* 問題の指示:
A) 山岡泰輔投手に関する記事にある次の一文を英語に訳しなさい。「CSファイナルを含め、これから先の戦いを考えた時にポイントとなるのが投手陣だ。」
B) 山岡泰輔投手に関する記事を、最後の文の後から書き継ぎなさい。

* 本文抜粋:
日本シリーズ進出のカギを握る男、オリックス山岡泰輔は「心技体+テクノロジー」でさらなる高みを目指す

  • 中島大輔●文 text by Nakajima Daisuke
  • photo by Koike Yoshihiro

 26年ぶりのパ・リーグ連覇を果たしたオリックスは、クライマックスシリーズ(CS)ファイナルステージでソフトバンクを本拠地・京セラドームに迎え、日本シリーズ進出まであと1勝と迫った。

 CSファイナルを含め、これから先の戦いを考えた時にポイントとなるのが投手陣だ。なかでも、史上初めて2年連続「投手四冠」に輝いたエース・山本由伸に続く右腕として期待がかかるのが山岡泰輔だ。今シーズン、規定投球回数には到達しなかったものの22試合で6勝8敗、防御率2.60と全体的には安定した投球を見せた。とくにシーズン前半は勝ち星に恵まれないなか防御率争いをリードし、8月30日まで1点台を記録した。

今シーズン22試合に登板し、6勝をマークしたオリックス・山岡泰輔今シーズン22試合に登板し、6勝をマークしたオリックス・山岡泰輔この記事に関連する写真を見る 後半戦の失速は、7月28日に新型コロナウイルスのPCR検査で陽性となったことが響いた格好だ。隔離生活で落ちた筋量をなかなか戻せず、復帰後も前半戦のようなパフォーマンスを見せることができなかった。

 ペナントレース最終戦で優勝を果たしたチームにとって、ファイナルステージまでに山岡がどれくらい前半戦のようなコンディションを戻せたかが重要なポイントになる。

* 提示データ:
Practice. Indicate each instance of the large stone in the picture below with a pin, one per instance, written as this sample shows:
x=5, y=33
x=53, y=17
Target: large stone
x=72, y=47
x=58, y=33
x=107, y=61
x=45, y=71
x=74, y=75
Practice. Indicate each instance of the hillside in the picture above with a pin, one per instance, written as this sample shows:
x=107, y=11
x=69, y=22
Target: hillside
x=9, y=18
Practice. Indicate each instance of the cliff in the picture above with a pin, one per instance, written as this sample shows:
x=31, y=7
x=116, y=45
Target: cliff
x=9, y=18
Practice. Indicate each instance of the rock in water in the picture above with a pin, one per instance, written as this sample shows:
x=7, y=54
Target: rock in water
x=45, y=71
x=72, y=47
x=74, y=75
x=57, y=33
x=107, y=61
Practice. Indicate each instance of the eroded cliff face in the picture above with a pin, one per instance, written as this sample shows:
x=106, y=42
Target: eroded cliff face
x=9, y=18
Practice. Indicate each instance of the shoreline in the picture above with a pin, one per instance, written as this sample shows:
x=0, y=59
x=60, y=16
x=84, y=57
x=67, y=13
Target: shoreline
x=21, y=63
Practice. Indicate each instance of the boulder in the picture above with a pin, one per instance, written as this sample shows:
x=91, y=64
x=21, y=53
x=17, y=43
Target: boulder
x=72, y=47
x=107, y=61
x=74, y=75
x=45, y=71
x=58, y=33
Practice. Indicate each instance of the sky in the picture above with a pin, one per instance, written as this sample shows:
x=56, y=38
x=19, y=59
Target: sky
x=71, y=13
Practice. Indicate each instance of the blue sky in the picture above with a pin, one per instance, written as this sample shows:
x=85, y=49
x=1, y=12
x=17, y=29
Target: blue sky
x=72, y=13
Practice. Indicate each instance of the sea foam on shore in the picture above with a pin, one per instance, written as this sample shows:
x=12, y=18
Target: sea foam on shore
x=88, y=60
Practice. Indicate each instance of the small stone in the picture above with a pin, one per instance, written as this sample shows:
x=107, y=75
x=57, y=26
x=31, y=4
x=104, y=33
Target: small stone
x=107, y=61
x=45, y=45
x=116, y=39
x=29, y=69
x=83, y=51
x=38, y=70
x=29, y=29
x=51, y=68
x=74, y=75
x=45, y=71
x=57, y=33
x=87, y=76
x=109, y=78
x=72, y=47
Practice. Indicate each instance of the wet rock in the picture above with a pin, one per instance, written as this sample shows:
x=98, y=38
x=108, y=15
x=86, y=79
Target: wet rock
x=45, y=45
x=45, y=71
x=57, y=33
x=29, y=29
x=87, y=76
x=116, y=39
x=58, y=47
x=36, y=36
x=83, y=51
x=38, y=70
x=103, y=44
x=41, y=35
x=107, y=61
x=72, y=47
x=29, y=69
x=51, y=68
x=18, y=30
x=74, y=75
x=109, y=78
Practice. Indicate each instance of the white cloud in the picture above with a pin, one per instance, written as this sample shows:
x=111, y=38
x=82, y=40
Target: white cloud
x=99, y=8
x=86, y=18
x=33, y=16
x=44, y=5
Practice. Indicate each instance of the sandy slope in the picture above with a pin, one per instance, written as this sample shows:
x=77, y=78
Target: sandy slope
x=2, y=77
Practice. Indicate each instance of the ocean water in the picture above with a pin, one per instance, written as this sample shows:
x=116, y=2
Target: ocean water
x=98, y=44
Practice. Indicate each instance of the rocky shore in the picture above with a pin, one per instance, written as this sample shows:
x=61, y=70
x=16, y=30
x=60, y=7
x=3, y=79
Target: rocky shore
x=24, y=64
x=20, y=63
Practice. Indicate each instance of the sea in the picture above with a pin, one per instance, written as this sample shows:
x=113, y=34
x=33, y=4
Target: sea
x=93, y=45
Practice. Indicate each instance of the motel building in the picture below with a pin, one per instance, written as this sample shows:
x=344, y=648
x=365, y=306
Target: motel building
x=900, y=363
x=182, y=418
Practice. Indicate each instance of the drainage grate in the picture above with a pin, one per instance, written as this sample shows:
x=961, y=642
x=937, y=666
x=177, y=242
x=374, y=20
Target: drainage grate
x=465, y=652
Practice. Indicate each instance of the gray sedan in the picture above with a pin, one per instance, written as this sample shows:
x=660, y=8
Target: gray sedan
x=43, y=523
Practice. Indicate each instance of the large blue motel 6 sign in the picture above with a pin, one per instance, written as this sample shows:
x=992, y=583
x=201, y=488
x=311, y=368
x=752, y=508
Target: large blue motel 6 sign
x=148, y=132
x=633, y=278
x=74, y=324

* 解答例:
A) When considering the battles ahead, including the CS Final Stage, the key factor is the pitching staff.

B)
オフに投球フォームを微修正

 昨年9月に右ヒジのクリーニング手術を受け、日本シリーズで復帰した山岡は今季を迎えるにあたり、フォームを微修正した。

「腕を振る高さがほんの少し下がっています。本当に"気持ち"くらい、少しですけどね」

 そう話すのは、山岡を瀬戸内高校時代から見ている高島誠トレーナーだ。ふたりは今シーズンに備えた自主トレで、スライダーをより生かすことをテーマに掲げた。高島トレーナーが続ける。

「山岡はストレートにすごくこだわりを持っている一方、投球の軸はスライダーであるべきピッチャーだと思います。もちろんストレートを捨てるわけではないですが、スライダーを投げやすい位置にアームアングル(腕の高さ)を持っていくべきだろうという話になりました。負担を下げるという部分も含めてですね」

 山岡は高校時代から縦スライダーを宝刀としてきた。垂直跳びで80センチを飛ぶような跳躍力を生かしてオーバースローからしなやかに右腕を振り、まるでパワーカーブのように鋭く落としていく。その独特な軌道は最大の持ち味のひとつだ。